++++ Passage to read ++++

Monday, February 17, 2014

Movie Quote of the Day (‘Tin Cup,’ As Russo Sizes Up Costner’s Handicap)

Roy “Tin Cup'”McAvoy (played by Kevin Costner): “Okay, so how do I do it? Therapy, I mean, I mean, wh—how do I start doing it?”

Dr. Molly Griswold (played by Rene Russo): “Ooo-kay, Roy. Well, in parlance you might understand, just kick back and let the big dog eat.”

Roy: “Suppose there's this guy, and he's standing on the shore of a big wide river, and the... river's full of all manner of disaster, you know, piranhas, alligators, eddies, currents, shit like that... nobody'll even go down there to dip a toe. And on the other side of the river's a million bucks, and on this side of the river... is a rowboat.”

Molly: “Mm-hmm?”

Roy: “I guess my question's this: What would possess the guy standing on the shore to swim for it?”

Molly: “He is an idiot.”

Roy: “No, see, he's a helluva swimmer. His problem's more like why does he always have to... rise to the challenge?”

Molly: “He is a juvenile idiot.”

Roy: “You don't understand what I mean by the river.”

Molly: “Roy, we're talking about you, and what you like to call your inner demons—that human frailty you like to blather about—not some mythopoetic metaphor you come up with in a... feeble and transparent effort to do yourself credit.”

Roy: “You mean you're going to make me feel lousy?”

Molly: “No.”

Roy: “I came here to feel better. I mean, what kind of therapy is...”

++++ Listed records ++++

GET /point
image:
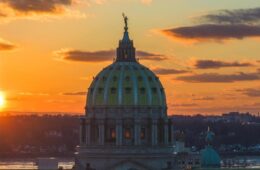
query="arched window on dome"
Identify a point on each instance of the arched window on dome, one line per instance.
(100, 90)
(143, 134)
(91, 90)
(135, 68)
(127, 133)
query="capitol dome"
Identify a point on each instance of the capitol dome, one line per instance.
(126, 124)
(126, 84)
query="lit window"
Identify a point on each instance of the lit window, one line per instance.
(113, 90)
(128, 133)
(142, 90)
(100, 90)
(112, 133)
(91, 90)
(128, 90)
(154, 90)
(127, 78)
(140, 78)
(143, 133)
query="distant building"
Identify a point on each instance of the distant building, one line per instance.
(209, 157)
(237, 117)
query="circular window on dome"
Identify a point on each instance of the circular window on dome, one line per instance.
(100, 90)
(142, 90)
(114, 78)
(113, 90)
(154, 90)
(128, 90)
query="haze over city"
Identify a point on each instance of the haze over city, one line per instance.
(206, 53)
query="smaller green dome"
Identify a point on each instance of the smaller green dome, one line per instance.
(210, 158)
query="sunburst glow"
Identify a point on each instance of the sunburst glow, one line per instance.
(2, 100)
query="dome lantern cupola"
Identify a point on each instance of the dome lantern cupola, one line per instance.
(126, 50)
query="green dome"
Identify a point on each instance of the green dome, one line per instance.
(209, 158)
(126, 84)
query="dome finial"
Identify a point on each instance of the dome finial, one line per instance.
(126, 22)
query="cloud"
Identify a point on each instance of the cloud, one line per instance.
(212, 64)
(250, 92)
(204, 98)
(165, 71)
(237, 16)
(150, 56)
(220, 78)
(214, 32)
(220, 25)
(5, 45)
(37, 6)
(75, 93)
(33, 9)
(102, 55)
(185, 105)
(146, 1)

++++

Work task: Please mark each statement about the Tin Cup movie quote above as yes or no, quoting the words from the dialogue that decide it. (a) In Roy's story, the rowboat is on the same side of the river as the man on the shore. (b) Molly is the one who calls the man in the story a strong swimmer. (c) Roy says he came to therapy to feel better.

Solution:
(a) Yes: "and on this side of the river... is a rowboat."
(b) No: Roy says it: "No, see, he's a helluva swimmer."
(c) Yes: "I came here to feel better."